Después de 17 meses en la cárcel a raíz del fracaso de la huelga de ese
año, Carrillo viajó a Rusia. Le deslumbró. “Tuvo la sensación de que el PSOE
era un partido del pasado”, escribe Preston. Ya estaba en la pista de despegue
hacia el comunismo. A la vuelta comienza la guerra. Carrillo formaliza su
ingreso en el PCE al tiempo que se desarrollan los sucesos de Paracuellos, el
episodio que le perseguiría como un fantasma toda su vida, favorecido porque
nunca dio una explicación sincera sobre los hechos, según Preston. Entre 2.000
y 2.500 presos fueron asesinados tras ser sacados de las cárceles en una
operación que perseguía limpiar Madrid de sospechosos quintacolumnistas.
Preston da una versión equilibrada entre quienes eximen y quienes culpan en
exclusiva a Carrillo, y que ya figuraba en su libro El
holocausto español (2011). “La autorización, la organización y
la materialización de lo sucedido a los prisioneros involucró a muchas
personas. Sin embargo, el puesto de Carrillo como consejero de Orden Público,
sumado a su posterior relevancia como secretario general del Partido Comunista,
supuso que le fuera achacada toda la responsabilidad de las muertes. Eso es
absurdo, pero no significa que no tuviese ninguna responsabilidad”, escribe el
biógrafo.
En febrero de 1939, Carrillo cruza la frontera. En París recibe la noticia
del golpe de Casado contra Negrín y, lo que es peor, el apoyo de su padre a la
operación, que le empuja a escribir una aireada carta en la que rompe con él.
No volvieron a verse hasta dos décadas después. “Se puede interpretar que pone
el partido por delante o que se pone a sí mismo por delante. El hilo conductor
es siempre el egoísmo y la ambición”, afirma Preston.
El exilio acoge la peor cara del líder comunista. “Fue donde encontré sorpresas
más desagradables. Saca conclusiones triunfalistas que despilfarran el heroísmo
de muchos militantes de base y, por otro lado, sus interrogatorios son dignos
del KGB”, plantea. El historiador sospecha que “fue reclutado” en su viaje a
Moscú en 1936 y que posteriormente podría haber recibido una formación especial
dadas las brutales técnicas de interrogatorio que aplicaría a comunistas caídos
en desgracia. El hispanista achaca su progresivo ascenso hasta la cima del PCE
a maniobras, mentiras y purgas de quienes podían ensombrecer su camino, como
Jesús Monzón, cerebro de la fallida invasión del Val d’Aran, condenado a 30
años de cárcel, víctima de un intento de asesinato en prisión y expulsado del
PCE. Algunos colaboradores de Monzón son asesinados, según declararon más tarde
dirigentes comunistas, por “orden directa de Carrillo y La Pasionaria”.

══════════

Aplica lo leído >>
A) Responde a estas preguntas sobre el texto acerca de Carrillo:
(i) ¿Cuántos meses estuvo Carrillo en la cárcel antes de viajar a Rusia?
(ii) ¿Qué puesto ocupaba Carrillo cuando ocurrieron los sucesos de Paracuellos, según la cita del biógrafo?
(iii) ¿A cuántos años de cárcel fue condenado Jesús Monzón?
B) Prolonga el texto sobre Carrillo con un párrafo que siga a su última frase.
Las entradas no intervienen en esto.

Datos >>

══════════

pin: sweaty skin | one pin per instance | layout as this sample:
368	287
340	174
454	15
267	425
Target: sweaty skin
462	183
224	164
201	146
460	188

══════════

Respuestas dadas >>
A)
(i) 17 meses.
(ii) Consejero de Orden Público.
(iii) A 30 años.

B)
En sus memorias, el propio Carrillo escribía: “En aquellos momentos, no había
que dar esas órdenes; quien se enfrentaba con el partido, residiendo en España,
era tratado por la organización como un peligro. Ya he explicado que la dureza
de la lucha no dejaba márgenes”.
Las expulsiones y purgas dentro del PCE, según Preston, tenían más que ver
con el afán de congraciarse con el Kremlin que con la lucha contra la
dictadura. Hasta 1953, cuando muere Stalin, el aparato español reproduce lo
peor del estalinismo. Aunque algunos métodos perdurarán, hasta el extremo de
que Preston titulará las versiones de la biografía en otros idiomas como El
último estalinista. “Uno a uno, dio la espalda a aquellos que le ayudaron:
Largo Caballero, su padre, Segundo Serrano Poncela, Francisco Antón, Fernando Claudín,
Jorge Semprún,
Pilar Brabo, Manuel Azcárate o Ignacio Gallego”, escribe.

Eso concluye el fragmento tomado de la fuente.